Document extract —

"""

# Mouse scrolling up sometimes when I scroll down



## Red_Machine (Apr 7, 2019)

I decided to retire the mouse I was using, as the rubber grip was getting a little sticky.  I pulled two completely different mice out of storage (a regular mouse and a trackball), and both exhibit this strange problem while scrolling.  While I'm scrolling down, it will either suddenly scroll up or skip a scroll.  I have never come across this issue before, and both mice were used without issue in the past.  I've uninstalled all drivers related to the previous mouse, and restarted my computer, but to no avail.

Anyone come across this issue?


----------



## silentbogo (Apr 7, 2019)

Red_Machine said:


> Anyone come across this issue?


That's most likely a mechanical issue, not the software.
What mouse do you have? Do you have a mechanical or optical scroll wheel?
If it's mechanical, then the surest way to fix it is to replace the encoder. If it's an optical scroll, then you should start with cleaning the wheel assembly (optical sensor, holes in the wheel etc.)


----------



## Red_Machine (Apr 7, 2019)

silentbogo said:


> That's most likely a mechanical issue, not the software.


I have an identical issue with two completely different mice of different types.  It's not a hardware issue.


----------



## Deleted member 24505 (Apr 7, 2019)

Turn your monitor upside down


----------



## silentbogo (Apr 7, 2019)

Red_Machine said:


> I have an identical issue with two completely different mice of different types. It's not a hardware issue.


Just because you have two random old mice in a shed does not mean that they both don't have the same hardware issue. Mechanical scroll wheel (encoder) is the most common problem, even more common than faulty buttons. Try changing scrolling sensitivity, removing any type of "smooth scrolling" plugins, and if it won't help - clean your friggin' mice!


----------



## Deleted member 24505 (Apr 7, 2019)

Tbh, they probably need cleaning. Erratic scroll wheel behaviour is probably hair or some crap stuck in it.


----------



## 27MaD (Apr 7, 2019)

I have the exact problem , if you scroll down so hard and fast it'll start skipping and scrolling up , if you are scrolling gently everything goes fine , i'm really used to it.


----------



## Chomiq (Apr 8, 2019)

I had it with my old Logitech G400, people reported it on MX518, it's due to optical sensor for scroll wheel action. The only way to "solve" this is to switch to a mouse with mechanical scroll wheel. Alternatively you can simply ignore it and learn to live with it.


----------



## Ruyki (Apr 8, 2019)

I've encountered this problem on multiple Steelseries Sensei RAW mice. These mice have a mechanical encoder for the scroll wheel. I'm pretty sure it's the mechanical encoder that is causing this.

On the mouse I used to use I cleaned the encoder using alcohol and then greased the encoder and it seems to have mostly fixed the issue. I used thick grease that is safe on plastics.

The best way to fix this is to probably replace the encoder.

If two mice that were previously good suddenly develop this problem, I would check them on another PC to make sure it's not a software issue.


----------



## Red_Machine (Apr 8, 2019)

After a couple of days, it miraculously stopped.  Must have been a gremlin.


----------



## eidairaman1 (Apr 10, 2019)

Red_Machine said:


> After a couple of days, it miraculously stopped.  Must have been a gremlin.



Os update...


----------

"""

Recorded information —
"""

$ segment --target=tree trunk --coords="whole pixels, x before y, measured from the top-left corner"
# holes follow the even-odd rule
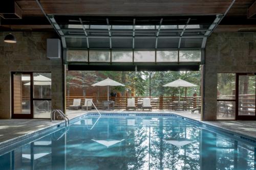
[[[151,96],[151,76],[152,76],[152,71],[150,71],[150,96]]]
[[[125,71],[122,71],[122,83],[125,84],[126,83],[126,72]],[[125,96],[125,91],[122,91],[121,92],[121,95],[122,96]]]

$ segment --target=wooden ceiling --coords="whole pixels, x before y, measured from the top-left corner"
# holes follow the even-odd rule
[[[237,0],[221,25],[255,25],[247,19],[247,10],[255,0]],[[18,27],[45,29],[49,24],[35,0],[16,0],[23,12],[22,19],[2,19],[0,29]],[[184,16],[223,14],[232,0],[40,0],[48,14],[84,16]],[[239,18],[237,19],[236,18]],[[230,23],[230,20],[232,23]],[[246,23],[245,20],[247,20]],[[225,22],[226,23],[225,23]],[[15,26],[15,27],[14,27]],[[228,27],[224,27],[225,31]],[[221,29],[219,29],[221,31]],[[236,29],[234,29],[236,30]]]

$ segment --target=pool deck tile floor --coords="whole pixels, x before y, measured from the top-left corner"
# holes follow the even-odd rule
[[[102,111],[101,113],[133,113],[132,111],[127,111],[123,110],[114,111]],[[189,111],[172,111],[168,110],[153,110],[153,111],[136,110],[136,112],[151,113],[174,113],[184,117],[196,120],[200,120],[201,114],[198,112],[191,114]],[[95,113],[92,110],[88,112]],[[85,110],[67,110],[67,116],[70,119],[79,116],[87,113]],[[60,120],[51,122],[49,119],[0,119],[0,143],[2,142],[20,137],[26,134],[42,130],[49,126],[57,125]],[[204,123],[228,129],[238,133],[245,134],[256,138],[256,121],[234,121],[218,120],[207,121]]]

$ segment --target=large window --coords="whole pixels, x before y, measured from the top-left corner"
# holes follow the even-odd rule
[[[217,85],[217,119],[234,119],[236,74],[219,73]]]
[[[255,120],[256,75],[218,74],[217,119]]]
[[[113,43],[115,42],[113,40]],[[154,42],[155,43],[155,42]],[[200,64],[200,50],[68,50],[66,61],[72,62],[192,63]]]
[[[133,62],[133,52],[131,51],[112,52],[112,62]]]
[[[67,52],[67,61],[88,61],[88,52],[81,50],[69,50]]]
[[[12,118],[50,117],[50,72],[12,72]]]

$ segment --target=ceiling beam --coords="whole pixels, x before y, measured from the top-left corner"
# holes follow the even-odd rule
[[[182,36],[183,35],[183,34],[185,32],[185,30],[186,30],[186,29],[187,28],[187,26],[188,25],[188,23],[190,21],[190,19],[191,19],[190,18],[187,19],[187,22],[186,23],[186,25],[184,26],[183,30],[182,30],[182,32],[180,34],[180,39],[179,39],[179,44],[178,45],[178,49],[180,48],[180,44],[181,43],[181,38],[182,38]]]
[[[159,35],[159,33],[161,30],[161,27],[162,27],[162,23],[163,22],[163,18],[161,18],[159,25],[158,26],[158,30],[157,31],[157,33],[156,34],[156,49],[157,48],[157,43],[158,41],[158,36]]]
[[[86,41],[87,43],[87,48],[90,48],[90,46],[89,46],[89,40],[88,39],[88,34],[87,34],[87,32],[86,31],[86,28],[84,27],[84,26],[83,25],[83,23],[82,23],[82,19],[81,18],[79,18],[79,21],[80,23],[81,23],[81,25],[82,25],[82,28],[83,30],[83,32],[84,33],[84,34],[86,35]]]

"""

Your objective —
For each statement below, say yes or no to whether it agrees with the mouse scrolling thread, and quote the words from the mouse scrolling thread that decide it.
(a) Red_Machine took a regular mouse and a trackball out of storage.
(b) Chomiq says the fix is to switch to a mouse with an optical scroll wheel.
(c) Red_Machine reports that the problem stopped after a couple of days.

Task result —
(a) Yes: "I pulled two completely different mice out of storage (a regular mouse and a trackball)"
(b) No: "switch to a mouse with mechanical scroll wheel"
(c) Yes: "After a couple of days, it miraculously stopped."